Directions: Among the entries below, find every line that has "racing" and pull it out.

* * *

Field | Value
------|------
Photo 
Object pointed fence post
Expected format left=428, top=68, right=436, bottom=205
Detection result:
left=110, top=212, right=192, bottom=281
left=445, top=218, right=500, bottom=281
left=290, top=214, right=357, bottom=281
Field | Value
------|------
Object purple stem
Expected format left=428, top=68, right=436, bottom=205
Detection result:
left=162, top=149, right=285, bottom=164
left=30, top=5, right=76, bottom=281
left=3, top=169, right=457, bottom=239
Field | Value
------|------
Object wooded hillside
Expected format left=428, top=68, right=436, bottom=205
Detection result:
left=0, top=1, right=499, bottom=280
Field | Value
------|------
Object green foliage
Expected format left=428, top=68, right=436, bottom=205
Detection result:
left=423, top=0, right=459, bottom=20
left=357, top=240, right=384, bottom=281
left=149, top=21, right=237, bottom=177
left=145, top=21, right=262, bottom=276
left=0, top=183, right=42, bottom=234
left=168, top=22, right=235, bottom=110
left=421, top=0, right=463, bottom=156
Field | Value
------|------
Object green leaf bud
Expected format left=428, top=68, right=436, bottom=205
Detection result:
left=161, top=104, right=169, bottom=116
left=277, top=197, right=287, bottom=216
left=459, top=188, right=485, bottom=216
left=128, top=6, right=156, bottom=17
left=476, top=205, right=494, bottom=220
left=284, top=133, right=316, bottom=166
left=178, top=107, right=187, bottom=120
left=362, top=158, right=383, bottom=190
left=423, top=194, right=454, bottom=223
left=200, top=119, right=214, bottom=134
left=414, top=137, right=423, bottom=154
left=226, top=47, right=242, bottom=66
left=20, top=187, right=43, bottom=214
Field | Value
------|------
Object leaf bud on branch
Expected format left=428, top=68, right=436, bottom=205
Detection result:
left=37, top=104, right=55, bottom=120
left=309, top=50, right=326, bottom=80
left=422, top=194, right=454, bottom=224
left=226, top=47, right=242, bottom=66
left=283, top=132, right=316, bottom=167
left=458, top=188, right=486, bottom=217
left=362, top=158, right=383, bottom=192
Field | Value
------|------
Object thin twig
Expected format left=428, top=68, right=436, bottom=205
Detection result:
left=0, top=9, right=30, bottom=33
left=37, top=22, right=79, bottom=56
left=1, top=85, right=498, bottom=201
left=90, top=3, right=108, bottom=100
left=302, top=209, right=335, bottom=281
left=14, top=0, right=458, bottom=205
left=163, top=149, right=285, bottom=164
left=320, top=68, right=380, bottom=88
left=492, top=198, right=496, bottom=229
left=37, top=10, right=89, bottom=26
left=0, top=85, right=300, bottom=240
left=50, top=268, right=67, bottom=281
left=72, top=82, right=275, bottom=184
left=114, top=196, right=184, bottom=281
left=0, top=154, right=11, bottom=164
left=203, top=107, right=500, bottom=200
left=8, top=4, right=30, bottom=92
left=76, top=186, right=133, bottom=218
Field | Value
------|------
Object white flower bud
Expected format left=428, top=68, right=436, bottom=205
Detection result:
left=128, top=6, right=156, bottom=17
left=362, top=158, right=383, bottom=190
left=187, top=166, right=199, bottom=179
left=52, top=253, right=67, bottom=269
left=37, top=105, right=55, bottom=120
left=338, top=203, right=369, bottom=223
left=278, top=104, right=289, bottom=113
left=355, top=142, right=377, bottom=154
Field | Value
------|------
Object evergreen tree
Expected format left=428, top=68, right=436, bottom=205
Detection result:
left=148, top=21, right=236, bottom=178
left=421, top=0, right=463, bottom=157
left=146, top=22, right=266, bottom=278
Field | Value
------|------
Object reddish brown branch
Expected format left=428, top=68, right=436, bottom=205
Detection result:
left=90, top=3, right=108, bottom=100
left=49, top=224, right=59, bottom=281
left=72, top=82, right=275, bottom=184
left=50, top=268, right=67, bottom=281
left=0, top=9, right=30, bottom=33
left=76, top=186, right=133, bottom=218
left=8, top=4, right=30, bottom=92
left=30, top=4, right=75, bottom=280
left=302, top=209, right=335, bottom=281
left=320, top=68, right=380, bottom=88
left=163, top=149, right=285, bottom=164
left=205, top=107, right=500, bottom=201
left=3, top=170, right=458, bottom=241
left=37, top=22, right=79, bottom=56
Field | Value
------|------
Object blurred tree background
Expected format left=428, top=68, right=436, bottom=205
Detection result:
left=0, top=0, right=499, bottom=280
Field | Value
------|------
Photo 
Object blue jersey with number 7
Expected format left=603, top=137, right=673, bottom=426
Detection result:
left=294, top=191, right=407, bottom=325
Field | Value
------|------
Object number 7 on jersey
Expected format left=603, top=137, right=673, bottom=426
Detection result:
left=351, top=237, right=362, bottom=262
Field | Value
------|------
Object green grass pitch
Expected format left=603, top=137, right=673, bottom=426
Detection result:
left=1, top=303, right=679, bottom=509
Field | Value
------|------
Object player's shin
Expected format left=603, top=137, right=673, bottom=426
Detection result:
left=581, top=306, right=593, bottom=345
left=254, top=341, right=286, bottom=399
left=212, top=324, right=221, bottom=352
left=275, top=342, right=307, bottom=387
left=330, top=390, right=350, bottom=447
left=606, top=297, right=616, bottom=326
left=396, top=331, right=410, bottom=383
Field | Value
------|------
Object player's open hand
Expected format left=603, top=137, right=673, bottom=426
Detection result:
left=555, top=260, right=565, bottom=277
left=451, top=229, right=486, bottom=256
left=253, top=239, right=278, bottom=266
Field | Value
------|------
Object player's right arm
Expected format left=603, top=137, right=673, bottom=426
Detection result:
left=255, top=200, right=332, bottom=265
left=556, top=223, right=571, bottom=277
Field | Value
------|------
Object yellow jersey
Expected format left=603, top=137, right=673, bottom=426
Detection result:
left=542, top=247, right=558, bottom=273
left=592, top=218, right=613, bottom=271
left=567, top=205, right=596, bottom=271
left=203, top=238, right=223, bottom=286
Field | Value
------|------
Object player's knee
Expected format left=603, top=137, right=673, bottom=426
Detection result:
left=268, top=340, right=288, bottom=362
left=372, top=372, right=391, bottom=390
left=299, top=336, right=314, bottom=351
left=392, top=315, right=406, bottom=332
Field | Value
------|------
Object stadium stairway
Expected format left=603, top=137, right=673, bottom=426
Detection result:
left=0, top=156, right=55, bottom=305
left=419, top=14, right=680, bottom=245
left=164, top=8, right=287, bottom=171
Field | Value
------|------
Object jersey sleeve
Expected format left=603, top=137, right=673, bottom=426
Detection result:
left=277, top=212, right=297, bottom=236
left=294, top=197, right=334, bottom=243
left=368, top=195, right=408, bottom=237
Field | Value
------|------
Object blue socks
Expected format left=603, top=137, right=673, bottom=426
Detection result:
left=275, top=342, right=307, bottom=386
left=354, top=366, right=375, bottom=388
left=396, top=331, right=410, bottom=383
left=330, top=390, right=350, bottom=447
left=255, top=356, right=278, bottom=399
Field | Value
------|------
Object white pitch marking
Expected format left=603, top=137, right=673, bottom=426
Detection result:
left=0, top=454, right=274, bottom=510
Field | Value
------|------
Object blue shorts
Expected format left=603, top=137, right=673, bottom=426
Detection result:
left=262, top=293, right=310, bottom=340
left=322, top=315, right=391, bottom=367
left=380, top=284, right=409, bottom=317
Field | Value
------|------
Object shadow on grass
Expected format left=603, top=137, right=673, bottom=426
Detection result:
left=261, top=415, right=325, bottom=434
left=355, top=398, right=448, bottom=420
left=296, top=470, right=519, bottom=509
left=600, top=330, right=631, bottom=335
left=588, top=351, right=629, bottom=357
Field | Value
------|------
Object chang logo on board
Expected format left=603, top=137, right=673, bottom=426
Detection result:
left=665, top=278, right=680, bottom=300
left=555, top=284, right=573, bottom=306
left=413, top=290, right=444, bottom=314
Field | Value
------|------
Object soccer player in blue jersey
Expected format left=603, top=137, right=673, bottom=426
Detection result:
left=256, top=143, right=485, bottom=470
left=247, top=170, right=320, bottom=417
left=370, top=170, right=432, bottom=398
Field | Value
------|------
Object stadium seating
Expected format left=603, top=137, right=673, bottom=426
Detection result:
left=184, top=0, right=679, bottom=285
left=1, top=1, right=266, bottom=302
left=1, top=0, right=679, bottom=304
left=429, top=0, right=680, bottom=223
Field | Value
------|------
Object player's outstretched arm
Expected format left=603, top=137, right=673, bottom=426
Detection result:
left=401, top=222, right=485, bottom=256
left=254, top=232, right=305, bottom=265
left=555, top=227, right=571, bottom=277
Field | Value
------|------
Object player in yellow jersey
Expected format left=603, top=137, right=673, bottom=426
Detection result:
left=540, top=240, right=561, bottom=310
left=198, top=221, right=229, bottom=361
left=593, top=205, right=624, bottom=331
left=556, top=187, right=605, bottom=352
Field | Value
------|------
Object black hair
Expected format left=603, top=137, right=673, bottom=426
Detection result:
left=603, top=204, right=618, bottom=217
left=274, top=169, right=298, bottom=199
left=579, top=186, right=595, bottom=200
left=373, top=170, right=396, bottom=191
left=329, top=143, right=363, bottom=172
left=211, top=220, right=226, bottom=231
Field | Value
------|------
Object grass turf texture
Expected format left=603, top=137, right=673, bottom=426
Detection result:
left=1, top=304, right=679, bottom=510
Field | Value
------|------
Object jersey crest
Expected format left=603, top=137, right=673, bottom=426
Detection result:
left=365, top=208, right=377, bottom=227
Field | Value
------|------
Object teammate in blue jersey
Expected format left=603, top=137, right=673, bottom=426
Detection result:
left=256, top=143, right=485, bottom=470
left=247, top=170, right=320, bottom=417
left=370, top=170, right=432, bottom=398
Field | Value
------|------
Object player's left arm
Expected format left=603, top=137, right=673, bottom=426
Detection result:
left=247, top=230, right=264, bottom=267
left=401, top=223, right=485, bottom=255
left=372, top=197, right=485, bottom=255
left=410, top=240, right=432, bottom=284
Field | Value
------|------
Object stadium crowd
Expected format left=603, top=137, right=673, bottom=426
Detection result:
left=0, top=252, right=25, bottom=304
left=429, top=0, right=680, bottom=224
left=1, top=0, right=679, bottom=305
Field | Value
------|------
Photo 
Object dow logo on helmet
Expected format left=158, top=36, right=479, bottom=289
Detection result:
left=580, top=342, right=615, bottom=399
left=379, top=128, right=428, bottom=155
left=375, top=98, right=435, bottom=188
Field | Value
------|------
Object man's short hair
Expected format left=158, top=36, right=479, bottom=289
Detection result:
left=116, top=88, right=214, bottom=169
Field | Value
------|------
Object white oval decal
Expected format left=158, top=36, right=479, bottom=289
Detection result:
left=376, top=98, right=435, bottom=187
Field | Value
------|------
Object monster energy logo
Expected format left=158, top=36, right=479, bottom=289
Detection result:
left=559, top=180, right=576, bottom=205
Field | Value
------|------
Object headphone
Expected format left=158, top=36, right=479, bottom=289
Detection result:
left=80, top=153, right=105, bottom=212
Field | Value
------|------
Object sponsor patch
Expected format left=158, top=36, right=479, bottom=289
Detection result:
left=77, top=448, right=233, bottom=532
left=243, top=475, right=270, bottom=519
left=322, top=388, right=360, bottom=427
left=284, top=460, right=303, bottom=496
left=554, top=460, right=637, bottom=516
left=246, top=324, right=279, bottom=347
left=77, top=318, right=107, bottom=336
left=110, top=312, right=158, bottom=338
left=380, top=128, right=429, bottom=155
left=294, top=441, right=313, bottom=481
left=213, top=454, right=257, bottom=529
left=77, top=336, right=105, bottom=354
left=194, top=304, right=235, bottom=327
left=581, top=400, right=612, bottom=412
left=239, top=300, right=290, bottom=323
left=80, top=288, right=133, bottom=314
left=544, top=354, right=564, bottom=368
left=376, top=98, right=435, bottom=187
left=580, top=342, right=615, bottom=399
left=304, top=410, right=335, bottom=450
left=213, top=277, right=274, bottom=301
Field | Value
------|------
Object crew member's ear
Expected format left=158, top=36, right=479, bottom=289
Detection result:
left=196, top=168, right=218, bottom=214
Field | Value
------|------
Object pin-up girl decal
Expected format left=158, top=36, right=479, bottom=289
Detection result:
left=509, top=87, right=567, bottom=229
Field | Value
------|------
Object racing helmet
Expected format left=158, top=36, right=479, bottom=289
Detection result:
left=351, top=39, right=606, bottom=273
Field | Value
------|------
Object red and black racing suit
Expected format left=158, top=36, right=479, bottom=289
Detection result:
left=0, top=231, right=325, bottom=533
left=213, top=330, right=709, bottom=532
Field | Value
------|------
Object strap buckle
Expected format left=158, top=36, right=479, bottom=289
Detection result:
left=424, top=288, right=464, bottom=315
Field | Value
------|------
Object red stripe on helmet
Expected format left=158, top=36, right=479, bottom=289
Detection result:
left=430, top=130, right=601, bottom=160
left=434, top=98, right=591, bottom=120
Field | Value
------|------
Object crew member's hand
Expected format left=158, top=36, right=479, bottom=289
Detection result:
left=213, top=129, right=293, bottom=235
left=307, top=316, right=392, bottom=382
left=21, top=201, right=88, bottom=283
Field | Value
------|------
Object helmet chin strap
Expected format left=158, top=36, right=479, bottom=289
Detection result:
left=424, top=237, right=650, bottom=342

* * *

Result of the exercise:
Object racing helmet
Object red and black racing suit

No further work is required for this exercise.